--- Data for processing Enclosed Below ---

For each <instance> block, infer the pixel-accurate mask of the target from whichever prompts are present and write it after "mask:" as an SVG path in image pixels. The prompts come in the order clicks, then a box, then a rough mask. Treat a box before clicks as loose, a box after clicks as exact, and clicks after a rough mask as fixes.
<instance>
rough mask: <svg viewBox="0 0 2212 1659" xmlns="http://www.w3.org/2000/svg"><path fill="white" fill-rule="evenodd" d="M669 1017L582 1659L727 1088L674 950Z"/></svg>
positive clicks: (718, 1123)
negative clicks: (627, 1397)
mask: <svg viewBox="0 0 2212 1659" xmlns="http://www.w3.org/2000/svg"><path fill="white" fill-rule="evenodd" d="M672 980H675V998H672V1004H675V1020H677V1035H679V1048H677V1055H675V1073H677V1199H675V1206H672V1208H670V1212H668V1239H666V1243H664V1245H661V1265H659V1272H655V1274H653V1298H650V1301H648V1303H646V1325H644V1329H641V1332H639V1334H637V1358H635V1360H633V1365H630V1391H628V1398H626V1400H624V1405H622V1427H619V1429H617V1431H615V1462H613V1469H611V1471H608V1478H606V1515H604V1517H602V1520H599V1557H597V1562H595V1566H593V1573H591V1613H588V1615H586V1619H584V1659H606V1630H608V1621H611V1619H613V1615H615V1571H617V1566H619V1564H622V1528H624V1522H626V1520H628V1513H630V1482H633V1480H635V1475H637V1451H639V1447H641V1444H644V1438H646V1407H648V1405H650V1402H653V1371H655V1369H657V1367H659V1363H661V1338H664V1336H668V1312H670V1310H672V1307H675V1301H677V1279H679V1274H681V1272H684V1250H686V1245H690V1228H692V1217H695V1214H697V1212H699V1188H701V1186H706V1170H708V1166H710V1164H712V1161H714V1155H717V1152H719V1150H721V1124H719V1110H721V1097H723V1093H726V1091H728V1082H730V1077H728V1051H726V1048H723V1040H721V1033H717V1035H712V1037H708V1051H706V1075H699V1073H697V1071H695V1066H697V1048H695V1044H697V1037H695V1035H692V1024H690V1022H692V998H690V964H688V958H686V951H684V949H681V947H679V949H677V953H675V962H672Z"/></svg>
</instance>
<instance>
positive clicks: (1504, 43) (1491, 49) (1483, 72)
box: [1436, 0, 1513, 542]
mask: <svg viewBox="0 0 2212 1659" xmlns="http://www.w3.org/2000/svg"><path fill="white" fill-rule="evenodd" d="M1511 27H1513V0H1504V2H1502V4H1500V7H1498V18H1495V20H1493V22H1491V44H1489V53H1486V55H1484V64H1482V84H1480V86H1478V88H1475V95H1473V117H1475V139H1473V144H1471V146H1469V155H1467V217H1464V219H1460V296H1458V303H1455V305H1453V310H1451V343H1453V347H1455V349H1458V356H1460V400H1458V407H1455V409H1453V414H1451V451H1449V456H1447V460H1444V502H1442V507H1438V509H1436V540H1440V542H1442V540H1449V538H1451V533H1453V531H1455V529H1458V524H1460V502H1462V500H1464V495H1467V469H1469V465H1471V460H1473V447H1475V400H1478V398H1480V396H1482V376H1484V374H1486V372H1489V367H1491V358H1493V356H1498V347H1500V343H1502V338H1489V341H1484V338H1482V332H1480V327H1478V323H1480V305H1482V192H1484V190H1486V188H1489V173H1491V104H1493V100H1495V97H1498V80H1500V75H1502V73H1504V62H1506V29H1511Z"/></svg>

--- End of Enclosed Data for processing ---

__Exercise goal__:
Quote the lines between the one holding "</instance>" and the one holding "box: [1436, 0, 1513, 542]", both included, word for word.

__Completed task__:
</instance>
<instance>
positive clicks: (1504, 43) (1491, 49) (1483, 72)
box: [1436, 0, 1513, 542]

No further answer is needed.